- GOAL
Beginning at the line that contains "vent in the photo above.", transcribe the remaining lines of the listing exactly; include the final line and omit everything before.

- EXCERPTED DATA
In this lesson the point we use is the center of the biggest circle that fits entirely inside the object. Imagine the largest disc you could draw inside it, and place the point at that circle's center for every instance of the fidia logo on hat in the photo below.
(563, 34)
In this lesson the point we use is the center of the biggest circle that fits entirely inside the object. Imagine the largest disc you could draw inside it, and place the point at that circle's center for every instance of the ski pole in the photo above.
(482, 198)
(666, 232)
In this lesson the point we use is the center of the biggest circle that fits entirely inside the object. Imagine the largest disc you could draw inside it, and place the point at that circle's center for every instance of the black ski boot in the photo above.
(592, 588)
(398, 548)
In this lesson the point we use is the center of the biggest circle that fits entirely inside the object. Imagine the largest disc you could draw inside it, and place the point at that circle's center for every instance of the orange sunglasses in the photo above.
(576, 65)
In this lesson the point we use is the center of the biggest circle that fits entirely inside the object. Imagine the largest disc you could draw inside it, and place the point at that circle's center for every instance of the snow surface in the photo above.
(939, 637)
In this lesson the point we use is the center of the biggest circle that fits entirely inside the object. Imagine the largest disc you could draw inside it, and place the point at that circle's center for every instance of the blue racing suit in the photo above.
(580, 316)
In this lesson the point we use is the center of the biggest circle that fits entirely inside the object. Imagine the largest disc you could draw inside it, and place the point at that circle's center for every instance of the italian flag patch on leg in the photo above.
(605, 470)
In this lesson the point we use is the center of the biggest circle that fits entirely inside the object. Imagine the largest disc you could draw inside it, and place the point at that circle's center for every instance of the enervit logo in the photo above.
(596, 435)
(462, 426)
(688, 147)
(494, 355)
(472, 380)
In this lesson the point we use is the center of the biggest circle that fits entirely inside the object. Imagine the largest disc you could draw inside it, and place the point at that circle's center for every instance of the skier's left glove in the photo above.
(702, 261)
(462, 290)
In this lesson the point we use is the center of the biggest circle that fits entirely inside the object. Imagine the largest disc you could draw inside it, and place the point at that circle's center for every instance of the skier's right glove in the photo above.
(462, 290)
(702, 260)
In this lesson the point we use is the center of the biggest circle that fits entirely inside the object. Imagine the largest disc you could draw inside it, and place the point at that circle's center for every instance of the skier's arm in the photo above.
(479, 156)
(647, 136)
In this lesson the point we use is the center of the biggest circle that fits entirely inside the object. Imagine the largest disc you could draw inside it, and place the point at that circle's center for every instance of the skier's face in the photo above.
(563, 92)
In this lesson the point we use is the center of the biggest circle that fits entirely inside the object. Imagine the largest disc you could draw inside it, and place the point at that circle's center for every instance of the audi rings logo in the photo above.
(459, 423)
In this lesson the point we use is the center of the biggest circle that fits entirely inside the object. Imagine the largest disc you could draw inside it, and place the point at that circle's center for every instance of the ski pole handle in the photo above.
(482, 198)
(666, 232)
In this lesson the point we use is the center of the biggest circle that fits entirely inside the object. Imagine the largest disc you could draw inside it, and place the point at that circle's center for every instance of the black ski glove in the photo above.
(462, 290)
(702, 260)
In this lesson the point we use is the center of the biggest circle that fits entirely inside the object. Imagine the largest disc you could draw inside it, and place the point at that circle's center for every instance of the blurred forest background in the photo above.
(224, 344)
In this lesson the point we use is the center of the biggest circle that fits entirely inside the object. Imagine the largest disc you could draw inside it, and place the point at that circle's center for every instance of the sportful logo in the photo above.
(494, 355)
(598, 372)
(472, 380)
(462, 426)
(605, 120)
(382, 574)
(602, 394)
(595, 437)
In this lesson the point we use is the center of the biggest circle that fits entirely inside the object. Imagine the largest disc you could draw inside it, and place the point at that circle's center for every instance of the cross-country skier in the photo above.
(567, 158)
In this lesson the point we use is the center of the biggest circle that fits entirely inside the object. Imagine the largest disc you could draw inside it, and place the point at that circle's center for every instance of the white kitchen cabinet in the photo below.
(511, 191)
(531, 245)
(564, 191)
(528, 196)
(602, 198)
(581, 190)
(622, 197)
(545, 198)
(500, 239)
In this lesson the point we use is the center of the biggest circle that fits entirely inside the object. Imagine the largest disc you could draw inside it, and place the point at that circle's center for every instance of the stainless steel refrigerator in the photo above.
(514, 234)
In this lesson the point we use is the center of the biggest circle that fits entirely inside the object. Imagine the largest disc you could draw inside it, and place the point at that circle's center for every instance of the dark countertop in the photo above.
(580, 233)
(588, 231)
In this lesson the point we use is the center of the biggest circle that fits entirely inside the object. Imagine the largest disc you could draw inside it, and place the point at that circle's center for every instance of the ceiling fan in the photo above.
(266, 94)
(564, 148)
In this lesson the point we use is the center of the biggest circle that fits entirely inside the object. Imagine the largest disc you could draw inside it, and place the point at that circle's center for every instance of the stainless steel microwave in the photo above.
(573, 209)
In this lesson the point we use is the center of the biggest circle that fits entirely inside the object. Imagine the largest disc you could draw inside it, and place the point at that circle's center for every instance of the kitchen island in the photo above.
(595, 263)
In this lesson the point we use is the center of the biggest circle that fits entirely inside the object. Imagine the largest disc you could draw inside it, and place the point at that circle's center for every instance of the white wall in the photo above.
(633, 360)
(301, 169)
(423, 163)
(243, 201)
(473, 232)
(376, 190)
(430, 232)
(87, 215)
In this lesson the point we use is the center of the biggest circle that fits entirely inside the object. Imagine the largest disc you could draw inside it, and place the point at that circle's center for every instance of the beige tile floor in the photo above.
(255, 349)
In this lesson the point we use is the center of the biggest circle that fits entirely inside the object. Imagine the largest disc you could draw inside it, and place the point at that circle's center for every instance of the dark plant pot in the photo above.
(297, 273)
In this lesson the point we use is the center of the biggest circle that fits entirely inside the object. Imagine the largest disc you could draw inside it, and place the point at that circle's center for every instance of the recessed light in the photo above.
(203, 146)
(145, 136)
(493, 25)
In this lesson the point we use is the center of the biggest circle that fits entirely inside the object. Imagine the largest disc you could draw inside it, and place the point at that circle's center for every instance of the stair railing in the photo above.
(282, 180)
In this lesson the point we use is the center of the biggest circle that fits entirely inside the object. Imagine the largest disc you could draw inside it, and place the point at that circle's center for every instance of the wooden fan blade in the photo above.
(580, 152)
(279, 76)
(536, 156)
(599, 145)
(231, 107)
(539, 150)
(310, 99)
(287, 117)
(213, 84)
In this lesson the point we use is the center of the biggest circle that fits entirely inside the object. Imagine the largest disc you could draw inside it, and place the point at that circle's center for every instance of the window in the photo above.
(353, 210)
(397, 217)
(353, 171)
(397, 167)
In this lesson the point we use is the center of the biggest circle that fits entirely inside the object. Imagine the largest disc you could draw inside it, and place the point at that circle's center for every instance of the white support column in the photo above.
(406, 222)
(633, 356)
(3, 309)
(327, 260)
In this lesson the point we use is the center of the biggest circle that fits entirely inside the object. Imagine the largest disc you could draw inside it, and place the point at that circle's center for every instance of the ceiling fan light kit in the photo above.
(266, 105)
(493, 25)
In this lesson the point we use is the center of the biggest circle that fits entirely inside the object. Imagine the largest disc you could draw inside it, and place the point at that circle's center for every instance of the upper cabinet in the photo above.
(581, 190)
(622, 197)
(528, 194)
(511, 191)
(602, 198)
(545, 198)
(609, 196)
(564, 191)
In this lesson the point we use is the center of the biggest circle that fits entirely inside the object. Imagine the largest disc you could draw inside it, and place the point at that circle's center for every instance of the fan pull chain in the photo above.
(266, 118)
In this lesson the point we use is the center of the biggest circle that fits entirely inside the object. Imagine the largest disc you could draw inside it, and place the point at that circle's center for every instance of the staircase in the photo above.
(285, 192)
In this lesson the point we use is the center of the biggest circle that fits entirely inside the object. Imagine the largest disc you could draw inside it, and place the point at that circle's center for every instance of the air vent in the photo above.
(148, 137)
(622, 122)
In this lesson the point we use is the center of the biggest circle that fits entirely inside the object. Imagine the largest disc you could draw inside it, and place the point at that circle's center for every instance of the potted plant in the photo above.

- SOLUTION TO THE PROBLEM
In this lesson the point we use is the center of the biggest circle that fits entirely inside the object. Imagine the largest disc you could draw inside it, and place the point at that circle's center for every instance of the air vent in the photo above.
(148, 137)
(622, 122)
In this lesson the point we use is the center of the biggest circle that fits entirely inside the object. Imagine the largest disc you could draw inside it, and place the point at that circle's center for every instance of the potted plant in the photo above.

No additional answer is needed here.